═══ BLOK TEKS

Sebagaimana pembahasan yang pernah penulis ulas dalam artikel berjudul “Madrasah Gua Hira”, tulisan kali ini juga sebagai pelengkap yang juga terinspirasi dari salah satu surat di dalam Al-Quran yakni surat Al-Kahfi. Di mana al-kahfi secara bahasa artinya adalah gua. Karena mengisahkan para pemuda yang beriman penghuni gua. Para pemuda itu mencoba mempertahankan keimanan mereka ketika dipaksa untuk menjadi kafir sesuai dengan permintaan penguasa mereka saat itu. Maka mereka bersembunyi di sebuah gua (ashabul kahfi).
Para pemuda itu di dalam Al-Quran disebut sebagai para pemuda Ashabul Kahfi (para penghuni gua). Di mana di dalam surat Al-Kahfi ayat ke-13 mereka disebutkan: “Kami kisahkan kepadamu (Muhammad) cerita ini dengan benar. Sesungguhnya mereka adalah pemuda-pemuda yang beriman kepada Tuhan mereka dan Kami tambah pula untuk mereka petunjuk”. Jadi sangat luar biasa kisah para pemuda di dalam gua ini. Mereka adalah pemuda yang beriman dan dengan iman mereka itu berdampak pada mereka mendapatkan petunjuk.
Terkait dengan tema Gua ini adalah sebuah tulisan terkait dengan seorang penghuni gua di dalam sejarah Islam tentu saja Nabi Muhammad SAW. Di mana Nabi Muhammad pernah menghuni dua kali di dalam gua, yakni Gua Hira ketika akan menerima Wahyu Al-Qur’an dan Gua Tsur ketika melaksanakan Hijrah. Ketika Rasulullah di dalam Gua Hira sudah diulas dalam artikel yang berjudul “Madrasah Gua Hira”. Kali ini penulis akan menggali makna fenomena sejarah kedua yaitu ketika Rasulullah berada di Gua Tsur saat melaksanakan Hijrah.
Sebagai pelengkap mengenai kisah di dalam gua ini, kita akan membahas peristiwa saat Rasulullah berada di dalam Gua Tsur. Untuk berikutnya nanti akan dikontekstualisasikan dengan teori pendidikan terutama yang terkait dengan peran lingkungan (dalam hal ini adalah teman atau sahabat). Dimana dalam teori pendidikan Islam modern, kesadaran akan peran lingkungan mempengaruhi terbentuknya lembaga pendidikan khas. Yang hari ini disebut sebagai Pesantren atau Islamic Boarding School.

══════

SOAL LATIHAN:
**1)** Menurut teks tentang kisah gua dalam sejarah Islam, apa arti kata al-kahfi secara bahasa?
**2)** Lanjutkan teks tentang Rasulullah di Gua Tsur dari kalimat terakhirnya.
Catatan di bawah tidak berperan apa pun di sini.

═══ CATATAN YANG DISEDIAKAN

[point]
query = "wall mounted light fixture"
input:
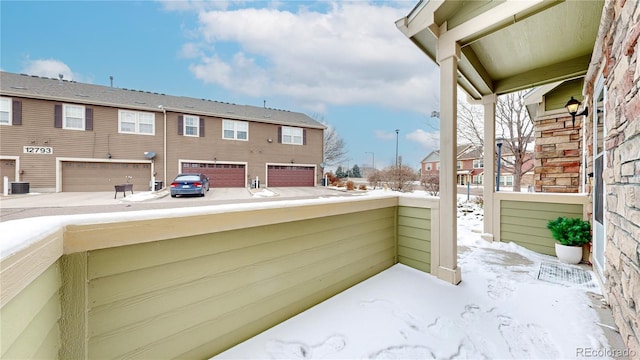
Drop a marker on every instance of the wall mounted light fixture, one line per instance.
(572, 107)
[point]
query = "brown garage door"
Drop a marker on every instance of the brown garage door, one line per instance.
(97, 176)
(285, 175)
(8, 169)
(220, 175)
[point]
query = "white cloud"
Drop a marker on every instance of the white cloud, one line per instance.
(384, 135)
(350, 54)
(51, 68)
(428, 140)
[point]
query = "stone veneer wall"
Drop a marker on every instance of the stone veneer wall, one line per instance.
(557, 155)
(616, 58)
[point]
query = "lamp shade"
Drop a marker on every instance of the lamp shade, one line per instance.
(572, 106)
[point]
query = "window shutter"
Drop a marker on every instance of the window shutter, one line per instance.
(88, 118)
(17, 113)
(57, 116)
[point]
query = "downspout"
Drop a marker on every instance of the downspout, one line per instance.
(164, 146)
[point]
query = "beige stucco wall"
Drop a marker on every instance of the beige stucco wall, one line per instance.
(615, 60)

══════
═══ CATATAN YANG DISEDIAKAN

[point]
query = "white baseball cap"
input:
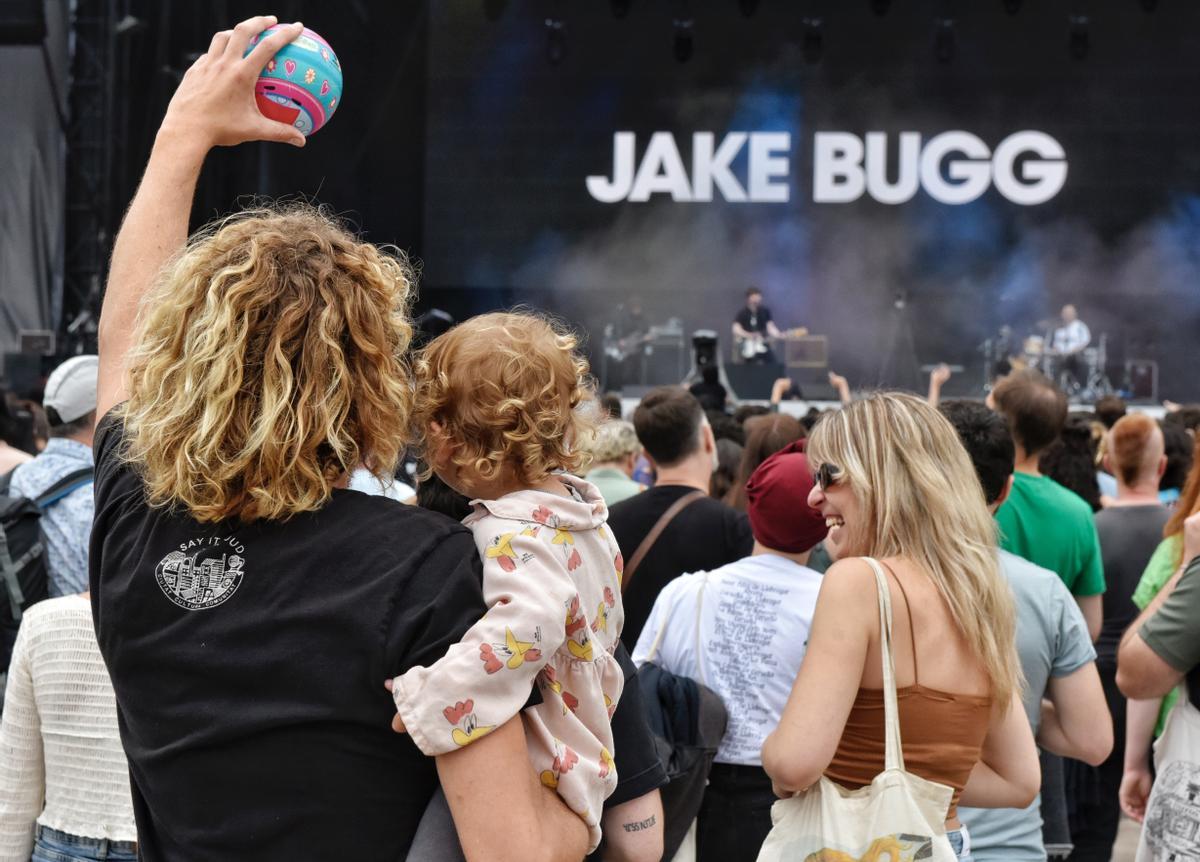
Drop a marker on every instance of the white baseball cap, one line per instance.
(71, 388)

══════
═══ CATATAN YANG DISEDIAKAN

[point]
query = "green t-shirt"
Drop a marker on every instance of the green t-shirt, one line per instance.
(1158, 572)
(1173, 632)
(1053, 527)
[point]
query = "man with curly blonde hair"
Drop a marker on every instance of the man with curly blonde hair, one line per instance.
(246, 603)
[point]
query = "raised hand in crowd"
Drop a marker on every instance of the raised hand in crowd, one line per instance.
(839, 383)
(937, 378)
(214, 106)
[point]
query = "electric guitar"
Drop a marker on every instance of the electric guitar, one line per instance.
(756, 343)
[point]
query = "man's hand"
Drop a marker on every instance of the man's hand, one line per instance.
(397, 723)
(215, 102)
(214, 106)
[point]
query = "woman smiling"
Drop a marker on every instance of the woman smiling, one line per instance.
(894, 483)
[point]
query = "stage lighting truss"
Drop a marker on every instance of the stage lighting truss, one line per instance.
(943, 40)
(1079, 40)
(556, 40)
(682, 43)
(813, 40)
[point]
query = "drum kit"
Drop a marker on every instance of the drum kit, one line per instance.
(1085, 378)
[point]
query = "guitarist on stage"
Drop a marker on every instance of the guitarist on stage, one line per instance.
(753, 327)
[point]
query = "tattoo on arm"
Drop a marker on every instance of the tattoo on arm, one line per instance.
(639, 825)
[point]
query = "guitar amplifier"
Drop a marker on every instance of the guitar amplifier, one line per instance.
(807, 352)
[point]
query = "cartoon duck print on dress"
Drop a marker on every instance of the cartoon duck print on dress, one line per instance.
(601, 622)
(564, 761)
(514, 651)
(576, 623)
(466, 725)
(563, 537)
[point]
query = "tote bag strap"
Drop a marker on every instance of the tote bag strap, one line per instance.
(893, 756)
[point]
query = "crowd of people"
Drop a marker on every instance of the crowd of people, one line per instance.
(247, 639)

══════

JAWABAN SETIAP SOAL:
**1)** Secara bahasa, al-kahfi berarti gua.

**2)**
Inspirasi ayatnya adalah Al-Quran surat At-Taubah ayat 40, yang artinya: “Jikalau kamu tidak menolongnya (Muhammad) maka sesungguhnya Allah telah menolongnya (yaitu) ketika orang-orang kafir (musyrikin Mekah) mengeluarkannya (dari Mekah) sedang dia salah seorang dari dua orang ketika keduanya berada dalam gua, di waktu dia berkata kepada temannya: “Janganlah kamu berduka cita, sesungguhnya Allah beserta kita”. Maka Allah menurunkan keterangan-Nya kepada (Muhammad) dan membantunya dengan tentara yang kamu tidak melihatnya, dan Al-Quran menjadikan orang-orang kafir itulah yang rendah. Dan kalimat Allah itulah yang tinggi. Allah Maha Perkasa lagi Maha Bijaksana”.
Makna Hijrah dalam Pendidikan
Pendidikan dilakukan agar terjadi perubahan ke arah yang lebih baik. Di saat yang sama, memang dalam proses perubahan sebagaimana yang diinginkan (tujuan) oleh aktivitas pendidikan tidak bisa dilakukan secara sendiri tapi berjamaah. Itu maknanya bahwa perubahan atau perpindahan atau mungkin yang disebut “hijrah”, harus dilakukan secara bersama-sama. Istilah lainnya secara berjamaah. Atau minimal harus ada teman yang membersamai proses hijrah tersebut.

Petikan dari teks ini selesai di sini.